List of tasks -
(a) According to the obituary, what caused the death of Col. H. L. Pike?
(b) Write out the part of the obituary from "The Colonel fought" to "1875, p. 2, c. 2.".
(c) The obituary's sentence beginning "The Colonel fought in th late war" describes the Colonel in several ways. List every description it gives after "for the Union".
=== Passage ===
OBITUARY. – It is with feelings of sincere regret that we are called upon to chronicle the sudden death of Col. H. L. Pike, of this place, who died Thursday night, the 25th inst., of exhaustion.
The Colonel fought in th late war for the Union, was a brave soldier, an able writer, a great thinker, and an honest and upright citizen. He was affable, genial and pleasing in his manner almost to a fault. He came to California about three years ago, and soon after his arrival was employed on the editorial staff of the S. F. Chronicle, where he remained for some time. In 1873 he came to Mendocino and with us commenced the publication of the STAR, and since that time has resided in this place. His father, Hon. Daniel T. Pike, and mother reside in Augusta, Maine, of which place he was also a native. Col. Pike was about 31 years of age and was on the retired army list with the full pay of Colonel. He leaves a large circle of friends and acquaintances on this coast to regret his sudden and untimely death. West Coast Star, 27 March 1875, p. 2, c. 2.
Pitner, Berryman 4 Dec 1840 IL-16 Aug 1902
Co. E, 5 CA Inf.
Russian River Cemetery, Ukiah (P-8, Lot 5, NW)
=== Supplied information ===
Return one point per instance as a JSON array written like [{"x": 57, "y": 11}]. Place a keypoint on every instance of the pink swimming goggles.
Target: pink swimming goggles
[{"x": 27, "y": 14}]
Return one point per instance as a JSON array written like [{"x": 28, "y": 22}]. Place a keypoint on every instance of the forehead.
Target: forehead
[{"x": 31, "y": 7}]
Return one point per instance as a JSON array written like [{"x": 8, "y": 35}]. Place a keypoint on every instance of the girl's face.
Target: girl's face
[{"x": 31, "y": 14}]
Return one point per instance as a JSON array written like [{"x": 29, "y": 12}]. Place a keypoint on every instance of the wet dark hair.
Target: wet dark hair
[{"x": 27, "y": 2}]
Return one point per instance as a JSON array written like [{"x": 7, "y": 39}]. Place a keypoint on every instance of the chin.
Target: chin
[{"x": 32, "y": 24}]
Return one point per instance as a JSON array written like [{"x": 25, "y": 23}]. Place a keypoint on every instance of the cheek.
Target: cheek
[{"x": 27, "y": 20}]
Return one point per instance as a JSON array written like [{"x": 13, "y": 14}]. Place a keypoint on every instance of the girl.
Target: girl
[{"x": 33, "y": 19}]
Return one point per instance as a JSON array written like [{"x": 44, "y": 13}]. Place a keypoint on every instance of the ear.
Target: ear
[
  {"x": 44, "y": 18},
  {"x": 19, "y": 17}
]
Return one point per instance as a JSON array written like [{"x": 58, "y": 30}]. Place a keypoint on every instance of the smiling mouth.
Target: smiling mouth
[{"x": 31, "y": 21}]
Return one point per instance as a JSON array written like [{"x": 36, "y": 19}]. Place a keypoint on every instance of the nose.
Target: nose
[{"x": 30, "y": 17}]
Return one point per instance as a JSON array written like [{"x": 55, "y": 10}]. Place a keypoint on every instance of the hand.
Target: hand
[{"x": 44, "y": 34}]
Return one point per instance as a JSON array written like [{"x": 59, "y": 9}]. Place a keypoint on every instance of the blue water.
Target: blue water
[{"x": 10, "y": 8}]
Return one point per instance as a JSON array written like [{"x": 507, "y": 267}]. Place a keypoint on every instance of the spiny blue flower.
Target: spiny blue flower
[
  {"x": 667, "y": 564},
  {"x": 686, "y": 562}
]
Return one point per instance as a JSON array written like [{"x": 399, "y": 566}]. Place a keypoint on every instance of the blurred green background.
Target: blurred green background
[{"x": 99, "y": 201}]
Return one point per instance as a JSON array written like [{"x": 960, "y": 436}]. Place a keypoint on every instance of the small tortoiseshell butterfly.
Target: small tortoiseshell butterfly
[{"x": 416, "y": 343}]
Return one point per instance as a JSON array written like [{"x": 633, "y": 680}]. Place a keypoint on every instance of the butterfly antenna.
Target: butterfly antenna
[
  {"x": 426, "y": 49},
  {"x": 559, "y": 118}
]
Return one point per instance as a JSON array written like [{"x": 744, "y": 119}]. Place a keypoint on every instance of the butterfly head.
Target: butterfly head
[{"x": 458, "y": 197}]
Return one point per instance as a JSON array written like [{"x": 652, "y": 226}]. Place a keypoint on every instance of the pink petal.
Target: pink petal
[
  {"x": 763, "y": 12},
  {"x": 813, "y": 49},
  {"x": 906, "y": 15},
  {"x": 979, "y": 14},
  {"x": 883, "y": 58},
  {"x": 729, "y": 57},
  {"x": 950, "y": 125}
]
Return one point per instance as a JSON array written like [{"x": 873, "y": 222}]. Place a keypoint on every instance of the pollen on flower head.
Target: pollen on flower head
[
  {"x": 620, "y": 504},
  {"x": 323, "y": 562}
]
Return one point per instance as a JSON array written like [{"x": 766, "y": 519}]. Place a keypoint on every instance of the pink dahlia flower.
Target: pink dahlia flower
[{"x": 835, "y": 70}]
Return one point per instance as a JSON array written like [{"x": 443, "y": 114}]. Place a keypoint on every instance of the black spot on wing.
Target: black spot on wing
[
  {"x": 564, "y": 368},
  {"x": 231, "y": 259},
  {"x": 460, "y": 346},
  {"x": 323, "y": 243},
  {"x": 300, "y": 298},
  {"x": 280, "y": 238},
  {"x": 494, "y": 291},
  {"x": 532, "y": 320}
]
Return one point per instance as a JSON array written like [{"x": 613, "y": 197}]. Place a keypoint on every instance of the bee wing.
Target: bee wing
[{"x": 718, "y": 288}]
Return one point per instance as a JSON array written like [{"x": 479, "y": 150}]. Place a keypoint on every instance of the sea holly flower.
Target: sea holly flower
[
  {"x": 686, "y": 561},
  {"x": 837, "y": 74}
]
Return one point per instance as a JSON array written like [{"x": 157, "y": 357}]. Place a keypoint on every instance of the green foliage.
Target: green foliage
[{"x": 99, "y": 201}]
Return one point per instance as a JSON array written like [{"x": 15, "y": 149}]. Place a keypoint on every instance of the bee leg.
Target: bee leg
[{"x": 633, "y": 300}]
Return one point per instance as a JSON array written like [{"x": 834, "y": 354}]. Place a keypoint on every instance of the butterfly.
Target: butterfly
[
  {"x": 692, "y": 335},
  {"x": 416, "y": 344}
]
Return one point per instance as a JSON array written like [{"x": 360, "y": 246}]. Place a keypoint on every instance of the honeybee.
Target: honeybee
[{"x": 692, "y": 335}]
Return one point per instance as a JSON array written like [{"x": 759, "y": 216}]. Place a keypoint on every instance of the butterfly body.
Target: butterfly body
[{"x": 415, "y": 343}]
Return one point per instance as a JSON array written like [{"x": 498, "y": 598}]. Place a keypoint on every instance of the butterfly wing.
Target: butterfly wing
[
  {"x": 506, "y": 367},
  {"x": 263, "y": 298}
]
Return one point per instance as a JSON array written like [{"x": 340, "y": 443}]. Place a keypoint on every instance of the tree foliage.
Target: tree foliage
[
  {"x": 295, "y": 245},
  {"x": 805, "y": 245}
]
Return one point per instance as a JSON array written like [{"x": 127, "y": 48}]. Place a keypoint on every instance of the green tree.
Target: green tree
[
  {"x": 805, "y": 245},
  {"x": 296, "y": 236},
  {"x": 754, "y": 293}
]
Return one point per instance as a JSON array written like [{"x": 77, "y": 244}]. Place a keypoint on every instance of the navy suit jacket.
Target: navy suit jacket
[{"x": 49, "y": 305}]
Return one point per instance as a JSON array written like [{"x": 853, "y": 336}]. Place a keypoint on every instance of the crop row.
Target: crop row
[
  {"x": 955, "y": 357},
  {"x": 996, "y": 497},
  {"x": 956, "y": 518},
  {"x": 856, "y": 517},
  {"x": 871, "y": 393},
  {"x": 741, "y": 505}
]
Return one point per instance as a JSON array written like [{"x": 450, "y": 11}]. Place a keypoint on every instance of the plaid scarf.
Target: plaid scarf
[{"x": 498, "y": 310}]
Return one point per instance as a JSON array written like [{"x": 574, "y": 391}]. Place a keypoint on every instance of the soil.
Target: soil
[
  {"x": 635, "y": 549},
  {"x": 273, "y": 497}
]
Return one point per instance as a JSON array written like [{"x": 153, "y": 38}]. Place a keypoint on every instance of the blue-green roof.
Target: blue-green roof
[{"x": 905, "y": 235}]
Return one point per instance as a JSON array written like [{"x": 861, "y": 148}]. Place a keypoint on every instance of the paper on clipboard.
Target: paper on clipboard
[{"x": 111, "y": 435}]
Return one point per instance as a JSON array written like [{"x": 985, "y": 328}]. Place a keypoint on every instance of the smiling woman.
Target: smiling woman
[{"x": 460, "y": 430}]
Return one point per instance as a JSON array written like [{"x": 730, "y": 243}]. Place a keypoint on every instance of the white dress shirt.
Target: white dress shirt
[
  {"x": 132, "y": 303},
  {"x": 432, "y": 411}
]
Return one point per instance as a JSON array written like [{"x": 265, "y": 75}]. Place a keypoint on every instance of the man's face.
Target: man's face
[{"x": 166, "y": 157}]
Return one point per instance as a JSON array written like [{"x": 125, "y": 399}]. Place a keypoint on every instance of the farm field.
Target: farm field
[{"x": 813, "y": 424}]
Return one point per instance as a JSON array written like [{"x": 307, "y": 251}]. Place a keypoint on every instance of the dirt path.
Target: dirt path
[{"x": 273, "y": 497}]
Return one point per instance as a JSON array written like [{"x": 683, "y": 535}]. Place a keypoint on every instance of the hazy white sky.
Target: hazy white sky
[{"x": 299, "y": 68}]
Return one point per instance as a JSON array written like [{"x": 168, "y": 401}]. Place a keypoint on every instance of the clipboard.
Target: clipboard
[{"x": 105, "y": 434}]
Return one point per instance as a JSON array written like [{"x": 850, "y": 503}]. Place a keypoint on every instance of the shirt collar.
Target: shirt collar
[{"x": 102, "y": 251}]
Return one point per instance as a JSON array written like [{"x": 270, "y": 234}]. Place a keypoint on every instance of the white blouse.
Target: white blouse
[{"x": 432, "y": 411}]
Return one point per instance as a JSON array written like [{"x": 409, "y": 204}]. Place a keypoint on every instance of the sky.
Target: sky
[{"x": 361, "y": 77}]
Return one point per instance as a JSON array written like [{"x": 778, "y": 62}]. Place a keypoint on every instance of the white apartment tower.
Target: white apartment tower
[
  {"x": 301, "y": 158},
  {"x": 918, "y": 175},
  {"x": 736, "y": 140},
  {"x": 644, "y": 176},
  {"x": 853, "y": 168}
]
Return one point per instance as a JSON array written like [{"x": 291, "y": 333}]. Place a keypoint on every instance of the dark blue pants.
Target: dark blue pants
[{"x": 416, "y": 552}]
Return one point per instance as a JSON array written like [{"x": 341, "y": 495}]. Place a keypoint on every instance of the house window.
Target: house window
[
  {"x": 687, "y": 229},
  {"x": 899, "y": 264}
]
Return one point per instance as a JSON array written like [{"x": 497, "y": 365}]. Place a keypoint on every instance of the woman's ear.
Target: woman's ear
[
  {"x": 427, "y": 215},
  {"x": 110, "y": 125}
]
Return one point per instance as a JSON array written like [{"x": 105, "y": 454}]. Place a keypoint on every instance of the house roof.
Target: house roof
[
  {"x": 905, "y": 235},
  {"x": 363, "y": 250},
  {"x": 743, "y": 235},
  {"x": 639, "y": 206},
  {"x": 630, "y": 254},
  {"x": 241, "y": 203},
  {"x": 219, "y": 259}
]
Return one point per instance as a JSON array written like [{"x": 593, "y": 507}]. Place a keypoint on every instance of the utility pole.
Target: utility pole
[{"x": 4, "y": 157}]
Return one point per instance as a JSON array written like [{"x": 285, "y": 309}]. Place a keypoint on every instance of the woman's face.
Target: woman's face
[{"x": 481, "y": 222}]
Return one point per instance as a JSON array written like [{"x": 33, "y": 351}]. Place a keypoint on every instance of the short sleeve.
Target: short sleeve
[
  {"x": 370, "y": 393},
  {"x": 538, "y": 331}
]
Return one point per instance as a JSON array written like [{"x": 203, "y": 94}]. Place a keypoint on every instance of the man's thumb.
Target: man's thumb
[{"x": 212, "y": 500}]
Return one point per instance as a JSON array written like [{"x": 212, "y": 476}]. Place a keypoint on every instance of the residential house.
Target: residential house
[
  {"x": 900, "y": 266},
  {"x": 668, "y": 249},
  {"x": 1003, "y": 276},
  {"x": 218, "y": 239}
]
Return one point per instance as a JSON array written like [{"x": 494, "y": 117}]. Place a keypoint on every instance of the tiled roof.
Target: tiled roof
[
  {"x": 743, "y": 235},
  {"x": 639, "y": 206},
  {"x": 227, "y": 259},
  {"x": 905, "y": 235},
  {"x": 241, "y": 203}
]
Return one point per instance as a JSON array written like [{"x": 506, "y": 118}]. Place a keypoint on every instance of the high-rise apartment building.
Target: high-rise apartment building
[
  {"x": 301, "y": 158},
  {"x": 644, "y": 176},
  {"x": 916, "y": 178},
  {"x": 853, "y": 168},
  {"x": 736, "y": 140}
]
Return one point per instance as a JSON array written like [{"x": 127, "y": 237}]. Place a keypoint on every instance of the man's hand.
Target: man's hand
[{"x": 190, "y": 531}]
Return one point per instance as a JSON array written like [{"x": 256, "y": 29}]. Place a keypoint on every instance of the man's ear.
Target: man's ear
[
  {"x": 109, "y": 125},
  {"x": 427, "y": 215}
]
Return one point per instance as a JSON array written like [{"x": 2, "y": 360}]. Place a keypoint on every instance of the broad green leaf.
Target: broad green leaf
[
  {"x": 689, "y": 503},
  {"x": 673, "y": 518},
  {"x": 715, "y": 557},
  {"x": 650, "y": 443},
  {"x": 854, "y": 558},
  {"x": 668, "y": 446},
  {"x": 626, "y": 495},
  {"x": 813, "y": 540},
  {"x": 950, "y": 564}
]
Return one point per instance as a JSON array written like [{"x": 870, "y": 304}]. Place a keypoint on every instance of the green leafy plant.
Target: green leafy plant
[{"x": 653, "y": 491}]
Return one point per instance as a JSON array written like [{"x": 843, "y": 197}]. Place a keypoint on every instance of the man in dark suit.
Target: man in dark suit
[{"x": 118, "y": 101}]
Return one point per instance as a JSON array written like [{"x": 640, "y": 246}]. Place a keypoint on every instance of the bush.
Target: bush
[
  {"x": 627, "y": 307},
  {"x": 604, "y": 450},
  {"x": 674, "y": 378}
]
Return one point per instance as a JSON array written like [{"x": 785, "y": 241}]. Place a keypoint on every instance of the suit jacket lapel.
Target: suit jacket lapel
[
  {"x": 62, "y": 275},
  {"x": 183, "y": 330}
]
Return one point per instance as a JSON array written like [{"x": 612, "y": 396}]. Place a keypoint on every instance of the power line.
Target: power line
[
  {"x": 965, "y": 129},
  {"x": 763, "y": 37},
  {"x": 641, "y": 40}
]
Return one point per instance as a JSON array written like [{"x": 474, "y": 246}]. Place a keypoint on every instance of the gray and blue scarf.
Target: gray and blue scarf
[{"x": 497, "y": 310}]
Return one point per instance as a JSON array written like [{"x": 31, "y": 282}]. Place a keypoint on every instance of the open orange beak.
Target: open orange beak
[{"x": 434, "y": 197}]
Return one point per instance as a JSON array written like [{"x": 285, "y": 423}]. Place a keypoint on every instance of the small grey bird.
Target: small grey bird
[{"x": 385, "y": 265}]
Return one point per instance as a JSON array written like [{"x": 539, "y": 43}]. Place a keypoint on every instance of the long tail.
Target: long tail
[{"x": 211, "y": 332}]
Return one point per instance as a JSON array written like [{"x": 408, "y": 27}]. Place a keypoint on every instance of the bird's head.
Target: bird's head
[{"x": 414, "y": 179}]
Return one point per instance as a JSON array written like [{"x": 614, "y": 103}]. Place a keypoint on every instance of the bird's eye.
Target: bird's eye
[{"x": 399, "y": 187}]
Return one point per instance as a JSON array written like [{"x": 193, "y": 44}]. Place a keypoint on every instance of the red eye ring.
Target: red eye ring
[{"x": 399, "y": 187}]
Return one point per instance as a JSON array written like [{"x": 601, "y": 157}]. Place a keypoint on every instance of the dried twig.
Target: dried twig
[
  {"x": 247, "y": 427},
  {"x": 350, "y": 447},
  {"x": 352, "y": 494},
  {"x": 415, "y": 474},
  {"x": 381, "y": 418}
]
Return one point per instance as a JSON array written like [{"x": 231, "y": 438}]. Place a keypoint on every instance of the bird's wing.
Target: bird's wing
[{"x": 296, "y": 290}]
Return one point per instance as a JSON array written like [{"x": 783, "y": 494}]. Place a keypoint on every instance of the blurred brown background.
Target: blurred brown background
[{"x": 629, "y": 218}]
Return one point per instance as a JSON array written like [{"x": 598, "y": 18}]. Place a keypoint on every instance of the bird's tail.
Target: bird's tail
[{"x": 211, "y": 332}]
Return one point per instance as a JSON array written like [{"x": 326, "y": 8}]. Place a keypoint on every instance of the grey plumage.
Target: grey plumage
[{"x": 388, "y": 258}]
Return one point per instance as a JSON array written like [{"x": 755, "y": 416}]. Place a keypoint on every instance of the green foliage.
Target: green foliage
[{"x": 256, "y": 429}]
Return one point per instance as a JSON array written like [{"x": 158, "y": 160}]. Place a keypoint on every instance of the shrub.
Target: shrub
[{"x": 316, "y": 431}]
===
Answers for the exercise -
(a) Col. H. L. Pike died of exhaustion on Thursday night, the 25th.

(b)
The Colonel fought in th late war for the Union, was a brave soldier, an able writer, a great thinker, and an honest and upright citizen. He was affable, genial and pleasing in his manner almost to a fault. He came to California about three years ago, and soon after his arrival was employed on the editorial staff of the S. F. Chronicle, where he remained for some time. In 1873 he came to Mendocino and with us commenced the publication of the STAR, and since that time has resided in this place. His father, Hon. Daniel T. Pike, and mother reside in Augusta, Maine, of which place he was also a native. Col. Pike was about 31 years of age and was on the retired army list with the full pay of Colonel. He leaves a large circle of friends and acquaintances on this coast to regret his sudden and untimely death. West Coast Star, 27 March 1875, p. 2, c. 2.

(c)
- A brave soldier
- An able writer
- A great thinker
- An honest and upright citizen